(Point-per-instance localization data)
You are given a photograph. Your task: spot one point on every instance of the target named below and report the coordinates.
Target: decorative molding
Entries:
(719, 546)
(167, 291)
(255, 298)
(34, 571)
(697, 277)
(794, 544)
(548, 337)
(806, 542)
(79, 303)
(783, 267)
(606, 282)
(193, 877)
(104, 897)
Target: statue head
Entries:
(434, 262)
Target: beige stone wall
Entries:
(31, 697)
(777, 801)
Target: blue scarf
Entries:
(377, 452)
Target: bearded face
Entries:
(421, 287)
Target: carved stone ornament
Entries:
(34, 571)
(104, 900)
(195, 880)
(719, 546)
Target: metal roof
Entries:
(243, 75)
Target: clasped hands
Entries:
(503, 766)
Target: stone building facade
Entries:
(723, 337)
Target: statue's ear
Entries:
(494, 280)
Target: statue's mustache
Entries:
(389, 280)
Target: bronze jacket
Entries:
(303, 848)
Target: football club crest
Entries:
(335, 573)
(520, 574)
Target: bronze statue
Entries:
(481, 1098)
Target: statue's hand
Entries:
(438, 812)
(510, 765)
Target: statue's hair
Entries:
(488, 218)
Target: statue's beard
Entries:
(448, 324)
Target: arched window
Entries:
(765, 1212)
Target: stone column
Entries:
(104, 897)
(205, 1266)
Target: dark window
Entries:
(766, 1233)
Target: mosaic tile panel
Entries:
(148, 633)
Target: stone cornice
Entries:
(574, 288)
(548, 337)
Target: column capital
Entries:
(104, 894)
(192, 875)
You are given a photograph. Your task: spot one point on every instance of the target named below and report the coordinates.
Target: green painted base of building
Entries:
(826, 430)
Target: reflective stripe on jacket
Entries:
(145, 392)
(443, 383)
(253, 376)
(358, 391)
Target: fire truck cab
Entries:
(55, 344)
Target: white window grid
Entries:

Problem: How many lines in the entries above hold the word "bronze"? Reply with the number by itself.

Solution for this task: 2